CHAMBRES DE RECOURS
Décisions de la Chambre de recours juridique
Décision intermédiaire de la Chambre de recours juridique, en date du 7 décembre 1994 - J 28/94 - 3.1.1
(Texte officiel)
Composition de la Chambre :
Président : | J.-C. Saisset |
Membres : | G. Davies |
R. E. Teschemacher |
Demandeur : Soludia S.A.
Requérant : Renacare Limited
Référence : Effet suspensif/SOLUDIA S.A.
Article : 106(1) CBE
Règle : 13(1) CBE
Mot-clé : "Effet suspensif d'un recours" - "Note rectificative à publier dans le Bulletin européen des brevets"
Sommaire
L'effet suspensif du recours prive la décision entreprise d'effets juridiques, jusqu'à l'issue du recours. Ceci est justifié par la nécessité d'éviter que la réalisation de tels effets prive le recours de tout objet.
Ainsi, dès lors qu'une décision refusant de suspendre la publication de la mention de délivrance d'un brevet fait l'objet d'un recours, en attendant l'issue de celui-ci, la publication doit être différée.
Si, comme en l'espèce, il s'avère impossible de suspendre la publication pour des raisons matérielles, toutes mesures utiles doivent être prises par l'OEB afin que le public soit averti de la non-validité de la mention de délivrance.
Exposé des faits et conclusions
I. La demande de brevet européen n° 91 402 380.9 a été déposée auprès de l'Office européen des brevets le 5 septembre 1991 par la Société Soludia S.A. (France). La division d'examen a remis sa décision de délivrer un brevet européen conformément à l'article 97(2) CBE au service du courrier interne de l'OEB le 21 octobre 1994, qui l'a expédiée au demandeur le 27 octobre 1994. Ladite décision indique que la mention de la délivrance sera publiée au Bulletin européen des brevets n° 94/49 du 7 décembre 1994.
II. Par télécopie datée du 27 octobre 1994 reçue le même jour à l'OEB, un tiers, la société anglaise Renacare Limited, a demandé à l'OEB la suspension de la procédure de délivrance, en application de la règle 13(1) CBE, et apporté à l'OEB la preuve de l'introduction par ses soins d' une procédure contre le demandeur du brevet à l'effet d'établir que le droit à l'obtention dudit brevet européen appartient à la société Renacare.

========================================================================

**LA CONSIGNE**
Reformulez sous forme de liste le paragraphe de la décision de la Chambre de recours juridique qui commence par « I. La demande de brevet européen ». Conservez ses faits principaux.

========================================================================

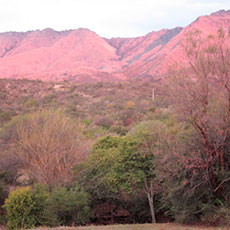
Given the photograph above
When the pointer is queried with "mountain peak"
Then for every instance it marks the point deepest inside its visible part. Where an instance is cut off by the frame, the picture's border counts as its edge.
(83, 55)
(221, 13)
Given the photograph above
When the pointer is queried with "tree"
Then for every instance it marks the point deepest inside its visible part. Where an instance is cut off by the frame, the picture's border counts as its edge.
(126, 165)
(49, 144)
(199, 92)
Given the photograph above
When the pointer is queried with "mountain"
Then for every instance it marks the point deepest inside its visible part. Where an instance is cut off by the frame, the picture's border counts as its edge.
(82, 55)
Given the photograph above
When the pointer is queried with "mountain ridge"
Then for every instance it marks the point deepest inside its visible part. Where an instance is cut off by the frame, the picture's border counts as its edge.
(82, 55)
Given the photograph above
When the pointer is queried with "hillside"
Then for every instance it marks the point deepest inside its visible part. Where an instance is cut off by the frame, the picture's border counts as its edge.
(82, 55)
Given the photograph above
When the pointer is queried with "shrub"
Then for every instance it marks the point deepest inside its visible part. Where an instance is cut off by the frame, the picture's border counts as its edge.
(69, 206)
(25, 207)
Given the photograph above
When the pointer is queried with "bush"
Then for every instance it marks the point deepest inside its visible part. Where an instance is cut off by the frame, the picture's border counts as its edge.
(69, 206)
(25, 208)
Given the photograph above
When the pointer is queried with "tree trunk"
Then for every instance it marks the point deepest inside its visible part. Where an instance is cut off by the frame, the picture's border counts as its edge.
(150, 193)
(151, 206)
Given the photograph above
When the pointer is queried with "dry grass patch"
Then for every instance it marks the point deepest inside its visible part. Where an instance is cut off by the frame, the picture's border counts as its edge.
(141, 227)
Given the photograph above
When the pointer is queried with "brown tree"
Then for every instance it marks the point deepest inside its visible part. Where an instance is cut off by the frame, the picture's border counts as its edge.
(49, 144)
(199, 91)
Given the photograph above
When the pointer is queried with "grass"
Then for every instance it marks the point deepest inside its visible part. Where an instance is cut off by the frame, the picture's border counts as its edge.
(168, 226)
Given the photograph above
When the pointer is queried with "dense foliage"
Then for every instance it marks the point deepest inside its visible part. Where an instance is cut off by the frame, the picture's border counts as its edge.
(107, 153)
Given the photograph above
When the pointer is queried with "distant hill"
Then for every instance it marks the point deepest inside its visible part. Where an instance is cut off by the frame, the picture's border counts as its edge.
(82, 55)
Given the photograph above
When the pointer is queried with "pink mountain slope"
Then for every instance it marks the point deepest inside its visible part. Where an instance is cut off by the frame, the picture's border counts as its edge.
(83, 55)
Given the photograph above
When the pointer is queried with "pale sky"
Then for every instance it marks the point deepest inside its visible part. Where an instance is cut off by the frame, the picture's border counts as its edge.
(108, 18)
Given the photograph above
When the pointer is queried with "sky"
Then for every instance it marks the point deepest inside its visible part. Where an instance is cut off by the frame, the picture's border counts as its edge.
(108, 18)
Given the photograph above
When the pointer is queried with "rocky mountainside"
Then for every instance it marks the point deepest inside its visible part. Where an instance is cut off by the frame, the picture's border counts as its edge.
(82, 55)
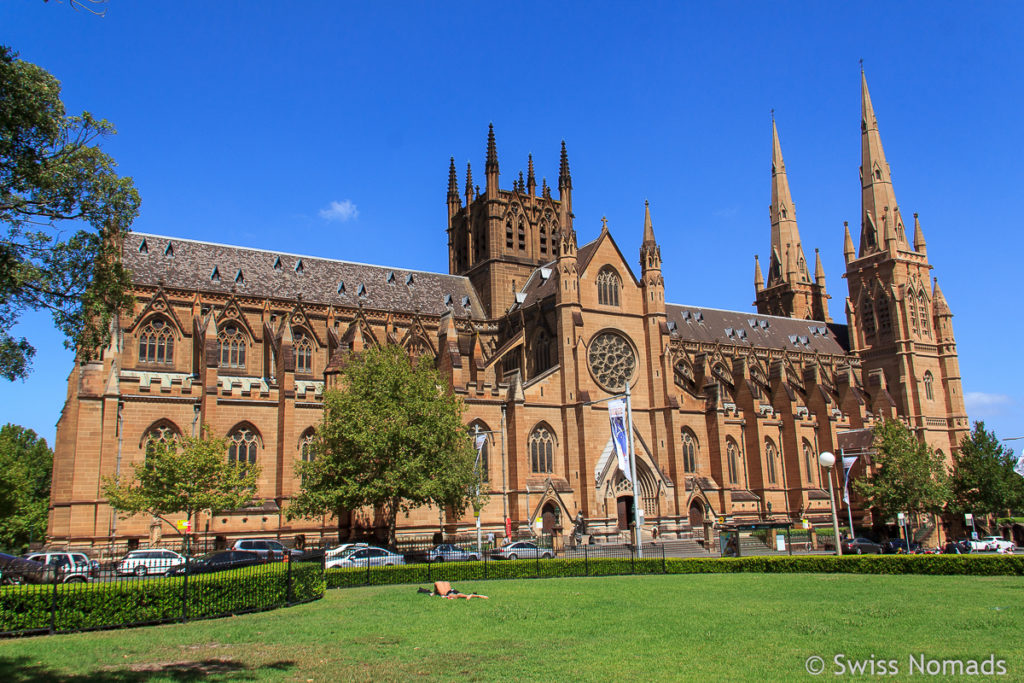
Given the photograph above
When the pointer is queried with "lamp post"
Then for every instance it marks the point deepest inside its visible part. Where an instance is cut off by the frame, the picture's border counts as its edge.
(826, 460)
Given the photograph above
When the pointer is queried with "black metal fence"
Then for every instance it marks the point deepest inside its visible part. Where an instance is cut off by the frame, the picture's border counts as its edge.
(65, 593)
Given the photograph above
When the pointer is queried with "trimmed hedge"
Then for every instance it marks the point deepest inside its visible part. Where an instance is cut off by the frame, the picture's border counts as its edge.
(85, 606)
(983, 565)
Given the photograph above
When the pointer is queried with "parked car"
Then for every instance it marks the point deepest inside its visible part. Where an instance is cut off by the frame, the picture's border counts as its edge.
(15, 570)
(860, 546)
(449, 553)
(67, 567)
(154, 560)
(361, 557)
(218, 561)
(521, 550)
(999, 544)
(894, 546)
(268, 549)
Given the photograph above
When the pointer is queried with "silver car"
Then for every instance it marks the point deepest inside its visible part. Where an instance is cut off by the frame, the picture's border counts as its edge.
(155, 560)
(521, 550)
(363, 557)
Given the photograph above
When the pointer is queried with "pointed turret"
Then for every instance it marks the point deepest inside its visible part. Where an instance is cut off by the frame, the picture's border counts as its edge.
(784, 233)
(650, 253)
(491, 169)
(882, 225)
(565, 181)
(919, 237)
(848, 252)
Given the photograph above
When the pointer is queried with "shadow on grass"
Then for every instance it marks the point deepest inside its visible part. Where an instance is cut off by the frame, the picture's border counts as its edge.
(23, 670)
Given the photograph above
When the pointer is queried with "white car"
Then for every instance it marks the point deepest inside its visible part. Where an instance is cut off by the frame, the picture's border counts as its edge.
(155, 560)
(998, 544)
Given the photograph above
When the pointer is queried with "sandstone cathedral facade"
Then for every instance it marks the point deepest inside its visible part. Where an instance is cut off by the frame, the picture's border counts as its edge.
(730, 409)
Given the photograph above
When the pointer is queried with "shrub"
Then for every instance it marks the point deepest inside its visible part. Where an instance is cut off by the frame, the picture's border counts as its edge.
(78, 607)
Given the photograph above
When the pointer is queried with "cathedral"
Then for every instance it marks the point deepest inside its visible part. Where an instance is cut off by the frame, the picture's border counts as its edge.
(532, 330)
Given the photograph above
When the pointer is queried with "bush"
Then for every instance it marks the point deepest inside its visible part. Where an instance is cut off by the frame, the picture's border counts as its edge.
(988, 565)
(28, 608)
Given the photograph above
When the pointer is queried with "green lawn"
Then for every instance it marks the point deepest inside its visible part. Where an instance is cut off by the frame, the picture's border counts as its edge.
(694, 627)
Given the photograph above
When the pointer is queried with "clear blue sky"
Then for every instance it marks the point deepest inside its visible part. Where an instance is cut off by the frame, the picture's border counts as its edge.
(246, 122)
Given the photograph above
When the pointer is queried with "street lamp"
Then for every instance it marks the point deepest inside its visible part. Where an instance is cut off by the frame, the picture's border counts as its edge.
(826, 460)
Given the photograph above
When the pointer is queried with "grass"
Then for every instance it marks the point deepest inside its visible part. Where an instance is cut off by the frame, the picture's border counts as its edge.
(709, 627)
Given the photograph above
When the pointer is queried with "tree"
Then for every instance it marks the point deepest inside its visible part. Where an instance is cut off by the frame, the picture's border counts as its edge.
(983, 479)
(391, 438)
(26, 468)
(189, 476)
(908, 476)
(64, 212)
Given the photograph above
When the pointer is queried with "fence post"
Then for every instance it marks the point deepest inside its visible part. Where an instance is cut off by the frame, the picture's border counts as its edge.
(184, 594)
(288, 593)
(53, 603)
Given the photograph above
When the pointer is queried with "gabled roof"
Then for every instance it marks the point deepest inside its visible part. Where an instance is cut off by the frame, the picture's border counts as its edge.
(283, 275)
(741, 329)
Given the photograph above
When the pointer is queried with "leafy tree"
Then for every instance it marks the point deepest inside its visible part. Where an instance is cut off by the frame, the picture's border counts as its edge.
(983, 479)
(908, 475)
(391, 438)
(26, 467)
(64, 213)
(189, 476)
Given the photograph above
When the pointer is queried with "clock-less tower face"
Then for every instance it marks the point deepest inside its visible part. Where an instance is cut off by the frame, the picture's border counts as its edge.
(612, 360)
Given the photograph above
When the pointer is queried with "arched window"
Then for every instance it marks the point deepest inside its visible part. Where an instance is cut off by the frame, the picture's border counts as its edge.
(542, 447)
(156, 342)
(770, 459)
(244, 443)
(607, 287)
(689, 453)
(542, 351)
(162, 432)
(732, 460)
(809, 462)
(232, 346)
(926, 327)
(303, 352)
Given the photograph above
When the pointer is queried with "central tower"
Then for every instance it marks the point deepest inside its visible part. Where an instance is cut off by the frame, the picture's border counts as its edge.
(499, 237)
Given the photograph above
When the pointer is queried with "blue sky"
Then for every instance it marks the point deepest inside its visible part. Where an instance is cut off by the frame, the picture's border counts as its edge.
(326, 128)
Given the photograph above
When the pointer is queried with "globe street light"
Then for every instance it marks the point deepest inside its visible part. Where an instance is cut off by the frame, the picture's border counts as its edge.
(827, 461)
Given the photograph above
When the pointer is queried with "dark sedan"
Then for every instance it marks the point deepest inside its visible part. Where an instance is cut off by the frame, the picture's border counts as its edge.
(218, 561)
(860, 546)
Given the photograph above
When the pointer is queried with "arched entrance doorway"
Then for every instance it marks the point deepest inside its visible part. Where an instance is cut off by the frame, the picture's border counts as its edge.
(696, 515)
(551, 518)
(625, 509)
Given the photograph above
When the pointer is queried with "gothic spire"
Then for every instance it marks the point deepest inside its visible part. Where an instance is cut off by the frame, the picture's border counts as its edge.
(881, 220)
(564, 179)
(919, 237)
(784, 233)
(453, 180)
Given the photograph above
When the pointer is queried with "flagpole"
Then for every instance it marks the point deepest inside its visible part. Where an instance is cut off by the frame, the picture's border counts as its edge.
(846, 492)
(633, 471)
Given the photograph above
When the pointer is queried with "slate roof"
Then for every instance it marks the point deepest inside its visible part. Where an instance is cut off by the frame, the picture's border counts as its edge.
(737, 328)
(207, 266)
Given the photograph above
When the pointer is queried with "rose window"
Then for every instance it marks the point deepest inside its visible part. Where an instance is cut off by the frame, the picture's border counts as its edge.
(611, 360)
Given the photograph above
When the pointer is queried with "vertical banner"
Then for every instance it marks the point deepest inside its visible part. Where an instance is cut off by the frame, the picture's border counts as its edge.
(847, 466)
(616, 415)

========================================================================

**RÉPONSE À L'EXERCICE**
- La société Soludia S.A. (France) a déposé la demande de brevet européen n° 91 402 380.9 auprès de l'Office européen des brevets le 5 septembre 1991.
- Le 21 octobre 1994, la division d'examen a remis au service du courrier interne de l'OEB sa décision de délivrer un brevet européen conformément à l'article 97(2) CBE.
- Ce service a expédié la décision au demandeur le 27 octobre 1994.
- Selon la décision, la mention de la délivrance sera publiée au Bulletin européen des brevets n° 94/49 du 7 décembre 1994.